3.8.-Le déplacement de populations

Le rapport de préfaisabilité a également noté un certain nombre d'impacts négatifs potentiels, comprenant : le déplacement potentiel des personnes qui travaillent sur le site du parc; l'afflux potentiel d'un grand nombre de personnes et la pression qui en résulterait sur l'infrastructure physique et sociale existante ; ainsi que la création potentielle de bidonvilles comme ceux de Cité Soleil et d'Ouanaminthe (la création de bidonvilles dans ces deux(2) endroits étant des conséquences directes du développement de parc industriel à proximité). Toutefois, le rapport a conclu que, si une proportion suffisante des recettes fiscales supplémentaires était consacrée au développement et à l'amélioration de l'infrastructure sociale et physique dans la région, beaucoup de ces effets négatifs pourraient être évités ou atténués.

3.9.-Les dispositifs participatifs

Dans le montage du processus d'EIE et en conformité avec la législation haïtienne sur l'environnement relative aux projets d'infrastructures industriels (Gestion de l'environnement du 12 octobre 2005, articles 56, 57, 58 et 59; Constitution de 1987 articles 253, 254, 257, 258), un dispositif participatif sur 4 niveaux a été élaboré. : (a) la pré-consultation par le promoteur, (b) l'enquête, (c) les rencontres et (d) le comité de suivi

3.9.1.-La pré-consultation

Même si cela n'est pas formellement mentionné dans la loi sur la gestion de l'environnement, le promoteur peut tenir une consultation le plus tôt possible dans le processus de planification afin que les opinions des parties intéressées puissent réellement influer sur les choix et les prises de décision (MDE, 1998). Le projet a suivi les recommandations du Ministère de l'Environnement et a tenu une pré-consultation sur le projet entre juillet et aout 2007. Les objectifs formulés par le promoteur ont été les suivants :

· Etablir un dialogue constructif et continu avec la population concernée et lui fournir l'information disponible pour qu'elle puisse porter des jugements éclairés

· Connaitre tôt les préoccupations de la communauté et des employés pour être en mesure de les intégrer à l'étude d'impact.

→ Données recueillies:
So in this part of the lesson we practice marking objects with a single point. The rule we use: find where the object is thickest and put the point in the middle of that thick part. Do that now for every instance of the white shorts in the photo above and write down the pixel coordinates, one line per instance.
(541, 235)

→ Exercices à résoudre:
[A] Extrayez du passage fourni, sans la modifier, la partie qui s'ouvre sur les mots contenant "Même si cela" et se ferme sur "à l'étude d'impact.".
[B] Quels sont les niveaux du dispositif participatif énumérés dans le passage fourni ?
[C] Poursuivez le passage fourni sur le projet de parc industriel après sa dernière phrase.

→ Corrigé des exercices:
[A]
Même si cela n'est pas formellement mentionné dans la loi sur la gestion de l'environnement, le promoteur peut tenir une consultation le plus tôt possible dans le processus de planification afin que les opinions des parties intéressées puissent réellement influer sur les choix et les prises de décision (MDE, 1998). Le projet a suivi les recommandations du Ministère de l'Environnement et a tenu une pré-consultation sur le projet entre juillet et aout 2007. Les objectifs formulés par le promoteur ont été les suivants :

· Etablir un dialogue constructif et continu avec la population concernée et lui fournir l'information disponible pour qu'elle puisse porter des jugements éclairés

· Connaitre tôt les préoccupations de la communauté et des employés pour être en mesure de les intégrer à l'étude d'impact.

[B]
- la pré-consultation par le promoteur
- l'enquête
- les rencontres
- le comité de suivi

[C]
· Elaborer avec le milieu un « un meilleur projet » pour l'Etat central et la communauté

3.9.2.-l'enquête

La législation prévoit qu'à tout moment de la durée, une personne ou une groupe de personnes ou encore la municipalité peut, durant la période de l'EIE, solliciter de l'Etat une enquête (GE, art 58). Une particularité de ce projet est que le promoteur s'est lui-même porté demandeur d'enquêtes pour mieux estimer le degré d'acceptabilité du projet dans sa zone d'implantation. Zone, rappelons-le à fortes potentialités agricoles et limitrophe d'une baie qui est reconnue comme une zone unique à Haïti. Elle comprend les plus grandes mangroves restantes du pays, accueille plus de 20,000 oiseaux migrateurs par an et représente un habitat et une zone d'alevinage productifs pour un écosystème marin qui fournit de nombreux services aux communautés côtières.

Il n'est pas interdit que le promoteur fasse une demande d'enquête, mais il est inhabituel qu'une telle demande soit faite par ce dernier et que celle-ci soit accordée dans un contexte où il n'y pas eu d'autres demandeurs. Légalement, le Ministère de l'Environnement décide au sujet de la demande d'enquête en considérant les motifs exposés et l'intérêt du demandeur par rapport au milieu touché par le projet (art 57 du code de Gestion de l'Environnement). Ce n'est que si le Ministère estime la demande frivole par rapport à ces deux (2) critères qu'il peut l'écarter.

Dans la pratique internationale, lorsqu'il y a peu de demandeurs et que la justification du projet n'est pas remise en cause, l'autorité compétente va de préférence proposer la tenue d'une médiation visant essentiellement à trouver des solutions aux problèmes particuliers évoqués par les demandeurs.

3.9.3.-Les rencontres thématiques

Ces rencontres poursuivent un peu les mêmes objectifs que la pré-consultation. La seule différence est qu'elles ne concernent que des segments de la communauté qui s'estiment victimes d'une incidence négative. Comme le suggère le qualificatif thématique, les discussions se focalisent sur un problème spécifique vécu ou perçu par la population. Nous verrons par la suite que l'information inadéquate et l'absence de règles de gestion des débats lors de ces rencontres ont constitué autant de lacunes ayant eu l'effet de maintenir la communauté dans un flou quant au processus de prise de décision.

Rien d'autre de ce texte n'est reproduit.